▸ **Supplied passage**

———

CLOCK research and impact

CLOCK was successfully submitted to the Research Excellence Framework 2021, underpinned by Krishnadas’ Transformative Methodology’ which has had a significant impact on legal policy, contributing to the Ministry of Justice’s Legal Aid, Sentencing and Punishment of Offenders (LASPO) Review, which examined the impact of changes to legal aid on those going through the court system. 

The CLOCK Community Legal Companion has been endorsed by the President of the Family Court :

"the President is of the view that Clock offers valuable support to litigants in the absence of legally aided representation. He whole heartedly endorses the work of Community Legal Companion and hopes that this will enable you to cascade Clock across the UK court service."

CLOCK developed a national web portal to provide unique direct access to request assistance and signpost to mediation, legal and charitable services to provide a live holistic data site to identify key trends and barriers regarding access to legal aid across private and public family law proceedings. CLOCK Community Legal Research 

During the Coronavirus Pandemic, CLOCK  adapted the service to assist persons in lockdown by training students to provide an  online service, using online platforms such as Teams, to contribute to the court online hearings, and creating wider awareness of Covid as a Social Crisis.

CLOCK has submitted evidence for research and policy reform. The portal monitors and collates anonymised information to provide a live data base, to submit evidence to inform the Ministry of Justice LASPO Reform, Justice Working Party and wider contributions to social and legal research, based upon the Krishnadas' underpinning research of CLOCK as a 'Transformative Methodology for Access to Justice'.

From 2020 CLOCK  experienced an increasing demand for the service, with cases signposted by Schools, CAFCASS, Health workers, the Police and Children Services.

———

▸ **Exercise data**
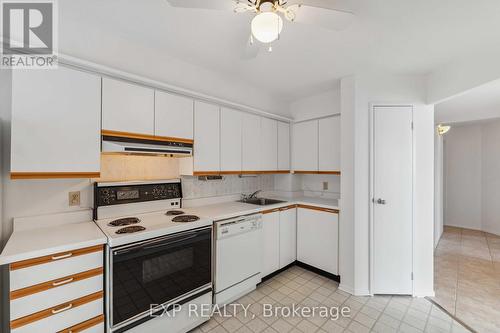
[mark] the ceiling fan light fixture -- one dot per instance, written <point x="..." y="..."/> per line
<point x="266" y="27"/>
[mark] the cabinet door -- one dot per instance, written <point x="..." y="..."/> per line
<point x="127" y="107"/>
<point x="288" y="236"/>
<point x="283" y="146"/>
<point x="250" y="144"/>
<point x="206" y="152"/>
<point x="173" y="115"/>
<point x="270" y="243"/>
<point x="56" y="122"/>
<point x="305" y="146"/>
<point x="269" y="144"/>
<point x="317" y="239"/>
<point x="329" y="144"/>
<point x="230" y="140"/>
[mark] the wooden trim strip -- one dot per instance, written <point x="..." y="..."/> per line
<point x="54" y="257"/>
<point x="144" y="136"/>
<point x="84" y="325"/>
<point x="328" y="210"/>
<point x="55" y="310"/>
<point x="52" y="175"/>
<point x="15" y="294"/>
<point x="269" y="211"/>
<point x="288" y="207"/>
<point x="220" y="173"/>
<point x="317" y="172"/>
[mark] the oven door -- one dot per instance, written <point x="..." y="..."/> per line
<point x="163" y="270"/>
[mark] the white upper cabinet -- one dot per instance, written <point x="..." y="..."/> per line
<point x="173" y="115"/>
<point x="283" y="146"/>
<point x="305" y="146"/>
<point x="269" y="144"/>
<point x="206" y="152"/>
<point x="55" y="123"/>
<point x="127" y="107"/>
<point x="329" y="144"/>
<point x="230" y="140"/>
<point x="250" y="144"/>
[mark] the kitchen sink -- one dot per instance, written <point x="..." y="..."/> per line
<point x="261" y="201"/>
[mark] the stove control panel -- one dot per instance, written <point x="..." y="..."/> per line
<point x="122" y="194"/>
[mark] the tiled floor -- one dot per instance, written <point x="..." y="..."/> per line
<point x="467" y="277"/>
<point x="383" y="314"/>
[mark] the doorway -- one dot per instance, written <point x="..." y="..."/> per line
<point x="392" y="200"/>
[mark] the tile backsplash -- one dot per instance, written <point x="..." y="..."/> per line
<point x="193" y="188"/>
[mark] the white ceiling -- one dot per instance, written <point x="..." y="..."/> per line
<point x="479" y="103"/>
<point x="395" y="36"/>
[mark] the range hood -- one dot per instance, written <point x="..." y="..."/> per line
<point x="149" y="146"/>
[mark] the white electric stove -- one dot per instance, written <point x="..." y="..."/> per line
<point x="159" y="256"/>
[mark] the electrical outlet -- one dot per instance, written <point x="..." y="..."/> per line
<point x="74" y="198"/>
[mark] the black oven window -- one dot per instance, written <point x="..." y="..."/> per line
<point x="159" y="273"/>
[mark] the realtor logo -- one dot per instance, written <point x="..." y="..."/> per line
<point x="29" y="34"/>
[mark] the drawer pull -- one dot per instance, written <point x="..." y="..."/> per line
<point x="67" y="255"/>
<point x="67" y="307"/>
<point x="59" y="283"/>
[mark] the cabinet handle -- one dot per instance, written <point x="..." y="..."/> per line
<point x="67" y="255"/>
<point x="59" y="283"/>
<point x="67" y="307"/>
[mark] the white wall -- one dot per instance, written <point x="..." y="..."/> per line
<point x="438" y="188"/>
<point x="472" y="180"/>
<point x="491" y="177"/>
<point x="462" y="161"/>
<point x="320" y="105"/>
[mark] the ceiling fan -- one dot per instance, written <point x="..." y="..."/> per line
<point x="267" y="23"/>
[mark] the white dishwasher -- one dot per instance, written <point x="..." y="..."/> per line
<point x="237" y="257"/>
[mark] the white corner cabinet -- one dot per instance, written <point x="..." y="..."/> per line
<point x="228" y="141"/>
<point x="56" y="123"/>
<point x="316" y="146"/>
<point x="318" y="237"/>
<point x="279" y="236"/>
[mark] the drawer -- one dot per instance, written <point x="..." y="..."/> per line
<point x="35" y="271"/>
<point x="60" y="317"/>
<point x="94" y="325"/>
<point x="33" y="299"/>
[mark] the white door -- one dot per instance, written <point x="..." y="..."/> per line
<point x="270" y="242"/>
<point x="288" y="236"/>
<point x="269" y="144"/>
<point x="206" y="137"/>
<point x="230" y="140"/>
<point x="283" y="146"/>
<point x="127" y="107"/>
<point x="392" y="200"/>
<point x="329" y="144"/>
<point x="173" y="115"/>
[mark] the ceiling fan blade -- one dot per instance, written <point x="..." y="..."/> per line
<point x="203" y="4"/>
<point x="251" y="50"/>
<point x="331" y="19"/>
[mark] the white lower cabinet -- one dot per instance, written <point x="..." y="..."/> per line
<point x="61" y="292"/>
<point x="318" y="237"/>
<point x="288" y="235"/>
<point x="270" y="242"/>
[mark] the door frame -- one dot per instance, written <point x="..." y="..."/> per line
<point x="372" y="107"/>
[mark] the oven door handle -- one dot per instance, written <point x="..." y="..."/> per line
<point x="156" y="244"/>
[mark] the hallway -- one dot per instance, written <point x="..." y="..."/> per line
<point x="467" y="277"/>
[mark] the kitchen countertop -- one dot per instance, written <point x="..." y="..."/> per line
<point x="37" y="242"/>
<point x="225" y="210"/>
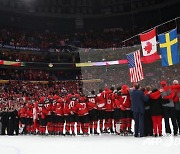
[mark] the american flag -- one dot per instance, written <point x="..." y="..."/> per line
<point x="135" y="67"/>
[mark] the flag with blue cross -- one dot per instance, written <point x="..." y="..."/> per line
<point x="168" y="43"/>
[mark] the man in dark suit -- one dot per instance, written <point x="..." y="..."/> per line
<point x="137" y="106"/>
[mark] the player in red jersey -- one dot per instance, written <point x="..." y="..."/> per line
<point x="83" y="115"/>
<point x="23" y="118"/>
<point x="126" y="118"/>
<point x="42" y="113"/>
<point x="93" y="113"/>
<point x="101" y="102"/>
<point x="109" y="108"/>
<point x="117" y="110"/>
<point x="69" y="113"/>
<point x="59" y="117"/>
<point x="29" y="125"/>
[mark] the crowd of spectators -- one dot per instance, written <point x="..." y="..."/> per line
<point x="37" y="75"/>
<point x="15" y="92"/>
<point x="105" y="76"/>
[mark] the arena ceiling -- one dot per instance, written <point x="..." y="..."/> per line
<point x="72" y="15"/>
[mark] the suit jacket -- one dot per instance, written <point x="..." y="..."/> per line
<point x="137" y="101"/>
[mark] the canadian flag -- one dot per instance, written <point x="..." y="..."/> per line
<point x="149" y="47"/>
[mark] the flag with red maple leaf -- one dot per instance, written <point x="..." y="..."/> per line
<point x="149" y="47"/>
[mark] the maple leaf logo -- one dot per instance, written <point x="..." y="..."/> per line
<point x="148" y="47"/>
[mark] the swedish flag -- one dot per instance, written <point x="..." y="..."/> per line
<point x="169" y="48"/>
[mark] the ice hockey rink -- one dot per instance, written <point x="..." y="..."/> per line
<point x="110" y="144"/>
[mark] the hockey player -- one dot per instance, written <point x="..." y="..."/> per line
<point x="168" y="106"/>
<point x="93" y="113"/>
<point x="109" y="108"/>
<point x="101" y="102"/>
<point x="126" y="118"/>
<point x="69" y="113"/>
<point x="59" y="116"/>
<point x="83" y="115"/>
<point x="29" y="125"/>
<point x="42" y="113"/>
<point x="23" y="118"/>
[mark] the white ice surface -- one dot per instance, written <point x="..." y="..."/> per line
<point x="103" y="144"/>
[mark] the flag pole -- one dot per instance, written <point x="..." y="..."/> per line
<point x="151" y="29"/>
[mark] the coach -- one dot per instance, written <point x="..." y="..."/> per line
<point x="137" y="106"/>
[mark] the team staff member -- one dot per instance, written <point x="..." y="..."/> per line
<point x="137" y="106"/>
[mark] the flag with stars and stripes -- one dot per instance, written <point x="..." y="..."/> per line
<point x="168" y="43"/>
<point x="135" y="66"/>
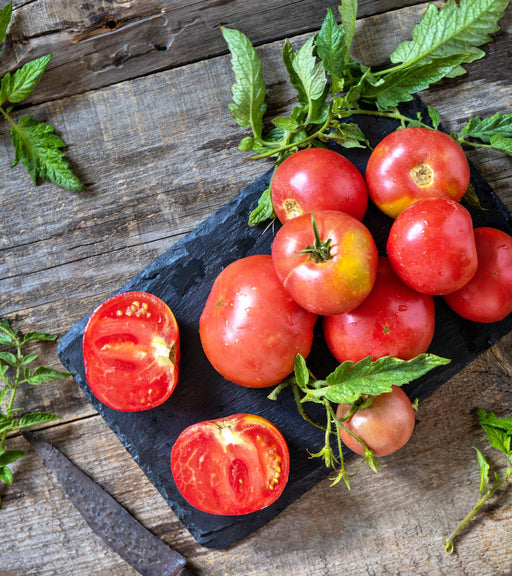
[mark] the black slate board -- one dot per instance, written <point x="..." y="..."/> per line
<point x="182" y="277"/>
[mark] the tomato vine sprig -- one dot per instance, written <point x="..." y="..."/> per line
<point x="15" y="371"/>
<point x="499" y="435"/>
<point x="333" y="89"/>
<point x="355" y="384"/>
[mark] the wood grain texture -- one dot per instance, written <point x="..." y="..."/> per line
<point x="154" y="140"/>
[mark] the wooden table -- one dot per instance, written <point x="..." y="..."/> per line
<point x="139" y="91"/>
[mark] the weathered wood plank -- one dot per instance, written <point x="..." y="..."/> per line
<point x="95" y="44"/>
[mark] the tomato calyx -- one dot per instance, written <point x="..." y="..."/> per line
<point x="357" y="384"/>
<point x="423" y="175"/>
<point x="321" y="250"/>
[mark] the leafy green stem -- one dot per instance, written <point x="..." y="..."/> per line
<point x="507" y="477"/>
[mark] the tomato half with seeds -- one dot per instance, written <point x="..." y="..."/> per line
<point x="327" y="261"/>
<point x="394" y="320"/>
<point x="487" y="297"/>
<point x="131" y="351"/>
<point x="318" y="179"/>
<point x="230" y="466"/>
<point x="251" y="329"/>
<point x="415" y="163"/>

———

▸ **Apply what you read**
[1] Summarize the passage on CLOCK research and impact in two sentences.
[2] Decide whether each statement agrees with the passage on CLOCK research and impact, answering yes or no and quoting the words that settle it.
(a) The President of the Family Court endorsed the CLOCK Community Legal Companion.
(b) During the Coronavirus Pandemic, CLOCK suspended its service.
(c) The CLOCK portal collates information that identifies the people involved.
[3] Carry on the passage on CLOCK research and impact from its final sentence.

▸ **Task results**
[1] CLOCK, which was submitted to the Research Excellence Framework 2021 and underpinned by Krishnadas' "Transformative Methodology," has contributed to the Ministry of Justice's LASPO Review, and its Community Legal Companion has been endorsed by the President of the Family Court. It runs a national web portal that collates anonymised data for policy evidence, adapted to an online service during the Coronavirus Pandemic, and from 2020 faced rising demand from cases signposted by schools, CAFCASS, health workers, police and Children Services.

[2]
(a) Yes: "The CLOCK Community Legal Companion has been endorsed by the President of the Family Court"
(b) No: "adapted the service to assist persons in lockdown"
(c) No: "The portal monitors and collates anonymised information"

[3]
In 2022 CLOCK submitted evidence to the JUSTICE Report and was cited in the List of Recommendations, pg 151:

“We support the creation of networks and alliances of information and support for separating families, particularly those featuring a multi-agency navigator role, such as CLOCK’s Community Legal Companion"

In March 2023 – The Ministry of Justice has announced key reforms to legal aid which have been informed by CLOCK evidence submission to the LASPO Review

The key reforms are a response to the evidence received and accepted in the LASPO Review 2019, for which Lucy Frazer QC, MP Parliamentary Under Secretary of State for Justice stated: “The CLOCK evidence submission to the LASPO review was hugely helpful and raised particular issues to inform:

i) “a comprehensive review of the legal aid means testing thresholds”

ii) The CLOCK evidence submission also raised particular issues with the eligibility test in family law cases. In this specific area, the Action Plan also announces our intentions to bring forward proposals for extending eligibility for non-means tested legal aid for parents, or those with parental responsibility, who wish to oppose applications for placement orders or adoption orders in public family law proceedings.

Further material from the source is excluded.